* _Task_
Find the line in the data below that contains "Draw the outline". Return that line and all the lines after it, unchanged.

***** Dataset records

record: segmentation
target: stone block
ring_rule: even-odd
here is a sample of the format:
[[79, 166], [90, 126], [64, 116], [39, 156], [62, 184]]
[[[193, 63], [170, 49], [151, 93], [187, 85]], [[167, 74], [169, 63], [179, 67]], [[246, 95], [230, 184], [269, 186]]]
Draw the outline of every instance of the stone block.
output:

**********

* _Written response_
Draw the outline of every instance of the stone block.
output:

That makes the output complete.